### Written instruction A
Echo the listing verbatim, beginning at the line that contains "find the black" and continuing through the final line of the listing.

### Page text

- - - - -

Special pleas of misjoinder and non-joinder –
Basis for
joinder of Minister is that he is vicariously liable for delict –
Defendant’s joinder is sanctioned
by law – Defendant’s
department plays a crucial role in expenditure of NPA –
Special plea of misjoinder
dismissed – National Prosecuting
Authority is a necessary party to be joined in proceedings –
Special plea of
non-joinder of NPA upheld.
IN
THE HIGH COURT OF SOUTH AFRICA
(EASTERN CAPE
DIVISION, MTHATHA)
CASE NO:1174/2016
In the matter between:
THEMBILE LUCAS
MGATYELWA
PLAINTIFF
And
MINISTER OF
POLICE
1
ST
DEFENDANT
MINISTER OF JUSTICE &
CORRECTIONAL
SERVICES
2
ND
DEFENDANT
JUDGMENT
ZONO AJ:
INTRODUCTION
[1]
The
plaintiff instituted the instant proceedings on 7 April 2016 against
the Minister of Police and the Minister of Justice and
Correctional
Services. The National Minister of Justice and Correctional Services
is sued in his capacity as such and as a Minister
vicariously liable
for the delicts committed or for omission by the members of the
National Prosecuting Authority and employees
in the Department of
Justice and Correctional Services when performing their duties within
the course and scope of their employment
with the Minister of Justice
and Correctional Services and is cited herein as the second
defendant.

- - - - -

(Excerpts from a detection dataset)
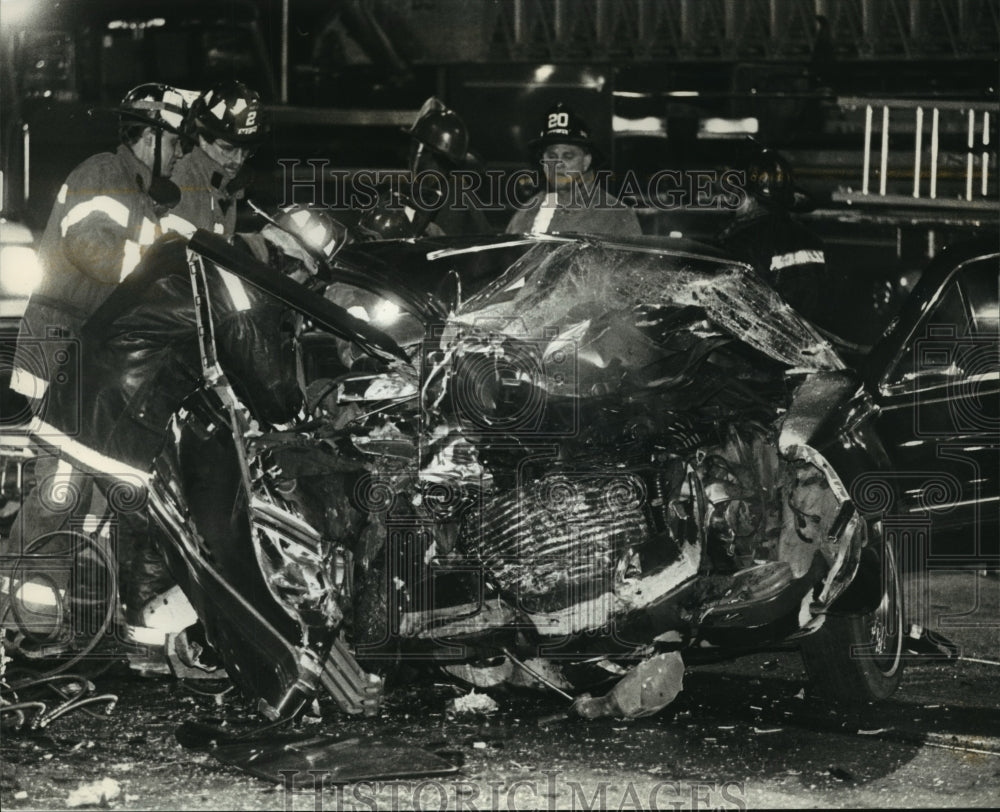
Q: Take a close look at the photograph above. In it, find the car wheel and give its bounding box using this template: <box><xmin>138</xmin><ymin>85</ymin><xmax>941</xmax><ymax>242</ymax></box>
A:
<box><xmin>801</xmin><ymin>528</ymin><xmax>903</xmax><ymax>704</ymax></box>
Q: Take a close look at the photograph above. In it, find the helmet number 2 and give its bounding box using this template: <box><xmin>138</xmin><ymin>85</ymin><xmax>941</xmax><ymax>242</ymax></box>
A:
<box><xmin>547</xmin><ymin>112</ymin><xmax>569</xmax><ymax>130</ymax></box>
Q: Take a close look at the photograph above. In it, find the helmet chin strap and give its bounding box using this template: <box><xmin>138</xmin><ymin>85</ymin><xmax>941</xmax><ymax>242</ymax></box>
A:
<box><xmin>149</xmin><ymin>128</ymin><xmax>181</xmax><ymax>209</ymax></box>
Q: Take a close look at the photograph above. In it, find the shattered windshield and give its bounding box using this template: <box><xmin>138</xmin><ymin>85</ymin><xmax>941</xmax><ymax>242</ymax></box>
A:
<box><xmin>455</xmin><ymin>241</ymin><xmax>844</xmax><ymax>370</ymax></box>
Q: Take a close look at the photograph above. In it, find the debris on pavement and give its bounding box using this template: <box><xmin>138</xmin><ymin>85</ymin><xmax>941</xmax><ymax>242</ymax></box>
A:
<box><xmin>903</xmin><ymin>623</ymin><xmax>960</xmax><ymax>662</ymax></box>
<box><xmin>448</xmin><ymin>690</ymin><xmax>500</xmax><ymax>714</ymax></box>
<box><xmin>573</xmin><ymin>651</ymin><xmax>684</xmax><ymax>719</ymax></box>
<box><xmin>66</xmin><ymin>778</ymin><xmax>122</xmax><ymax>807</ymax></box>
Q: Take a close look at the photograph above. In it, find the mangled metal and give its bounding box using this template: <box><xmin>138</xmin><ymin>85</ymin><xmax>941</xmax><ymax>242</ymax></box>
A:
<box><xmin>0</xmin><ymin>228</ymin><xmax>892</xmax><ymax>719</ymax></box>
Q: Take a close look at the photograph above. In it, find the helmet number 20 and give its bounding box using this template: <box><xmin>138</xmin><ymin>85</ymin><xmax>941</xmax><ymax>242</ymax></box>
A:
<box><xmin>547</xmin><ymin>112</ymin><xmax>569</xmax><ymax>130</ymax></box>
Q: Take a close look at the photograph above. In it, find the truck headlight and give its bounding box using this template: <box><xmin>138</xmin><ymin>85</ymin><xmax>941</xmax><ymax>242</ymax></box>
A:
<box><xmin>0</xmin><ymin>245</ymin><xmax>42</xmax><ymax>299</ymax></box>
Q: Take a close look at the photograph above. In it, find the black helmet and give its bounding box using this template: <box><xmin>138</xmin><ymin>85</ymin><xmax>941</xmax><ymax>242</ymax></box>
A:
<box><xmin>115</xmin><ymin>82</ymin><xmax>188</xmax><ymax>133</ymax></box>
<box><xmin>746</xmin><ymin>149</ymin><xmax>795</xmax><ymax>209</ymax></box>
<box><xmin>403</xmin><ymin>96</ymin><xmax>469</xmax><ymax>164</ymax></box>
<box><xmin>190</xmin><ymin>81</ymin><xmax>267</xmax><ymax>146</ymax></box>
<box><xmin>529</xmin><ymin>102</ymin><xmax>596</xmax><ymax>153</ymax></box>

- - - - -

### Written instruction B
Duplicate the judgment text above in its entirety, without any alteration.

### Full response A
Q: Take a close look at the photograph above. In it, find the black helmet and give its bounding box using this template: <box><xmin>138</xmin><ymin>85</ymin><xmax>941</xmax><ymax>242</ymax></box>
A:
<box><xmin>115</xmin><ymin>82</ymin><xmax>188</xmax><ymax>133</ymax></box>
<box><xmin>746</xmin><ymin>149</ymin><xmax>795</xmax><ymax>209</ymax></box>
<box><xmin>403</xmin><ymin>96</ymin><xmax>469</xmax><ymax>164</ymax></box>
<box><xmin>190</xmin><ymin>81</ymin><xmax>267</xmax><ymax>146</ymax></box>
<box><xmin>529</xmin><ymin>102</ymin><xmax>596</xmax><ymax>153</ymax></box>

### Full response B
Special pleas of misjoinder and non-joinder –
Basis for
joinder of Minister is that he is vicariously liable for delict –
Defendant’s joinder is sanctioned
by law – Defendant’s
department plays a crucial role in expenditure of NPA –
Special plea of misjoinder
dismissed – National Prosecuting
Authority is a necessary party to be joined in proceedings –
Special plea of
non-joinder of NPA upheld.
IN
THE HIGH COURT OF SOUTH AFRICA
(EASTERN CAPE
DIVISION, MTHATHA)
CASE NO:1174/2016
In the matter between:
THEMBILE LUCAS
MGATYELWA
PLAINTIFF
And
MINISTER OF
POLICE
1
ST
DEFENDANT
MINISTER OF JUSTICE &
CORRECTIONAL
SERVICES
2
ND
DEFENDANT
JUDGMENT
ZONO AJ:
INTRODUCTION
[1]
The
plaintiff instituted the instant proceedings on 7 April 2016 against
the Minister of Police and the Minister of Justice and
Correctional
Services. The National Minister of Justice and Correctional Services
is sued in his capacity as such and as a Minister
vicariously liable
for the delicts committed or for omission by the members of the
National Prosecuting Authority and employees
in the Department of
Justice and Correctional Services when performing their duties within
the course and scope of their employment
with the Minister of Justice
and Correctional Services and is cited herein as the second
defendant.